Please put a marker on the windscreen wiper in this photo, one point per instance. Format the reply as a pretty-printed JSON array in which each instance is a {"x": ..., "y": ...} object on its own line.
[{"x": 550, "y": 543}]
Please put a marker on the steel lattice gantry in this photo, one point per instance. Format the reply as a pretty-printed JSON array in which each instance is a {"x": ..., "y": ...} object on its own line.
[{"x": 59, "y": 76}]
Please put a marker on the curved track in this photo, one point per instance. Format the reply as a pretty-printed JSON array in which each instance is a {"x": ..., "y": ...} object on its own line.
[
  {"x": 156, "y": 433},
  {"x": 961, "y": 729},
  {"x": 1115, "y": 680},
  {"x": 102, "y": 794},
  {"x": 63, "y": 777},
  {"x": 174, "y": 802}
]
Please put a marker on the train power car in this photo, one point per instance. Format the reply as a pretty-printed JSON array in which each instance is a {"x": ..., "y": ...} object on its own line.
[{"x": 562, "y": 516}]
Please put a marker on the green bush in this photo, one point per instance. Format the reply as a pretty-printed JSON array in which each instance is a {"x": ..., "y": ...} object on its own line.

*Problem statement*: Exact repetition is required for the lines from the one that contains "Please put a marker on the steel" through the final line; leave out everything else.

*Exercise answer*:
Please put a marker on the steel lattice gantry in this photo, one point per instance. Format the reply as a pretty-printed JSON array in which each instance is a {"x": ..., "y": ...} object on its own line.
[{"x": 59, "y": 76}]
Please put a marker on the curved track in this photo, one point per instance. Format the reply as a pretty-printed JSON array in which each instance is a {"x": ..., "y": ...} object on its own line.
[
  {"x": 156, "y": 433},
  {"x": 961, "y": 729},
  {"x": 1115, "y": 680},
  {"x": 102, "y": 794},
  {"x": 63, "y": 777},
  {"x": 174, "y": 802}
]
Please put a marker on the train power car in this photo, one point per instance. Format the reply as a pretty-printed JSON array in which each instance is a {"x": ..., "y": ...} object on its own line.
[{"x": 562, "y": 516}]
Please put a marker on the green bush in this photo, one point per instance. Format the reply as a pretty-printed JSON array in which each instance is a {"x": ..., "y": ...} object on its own line.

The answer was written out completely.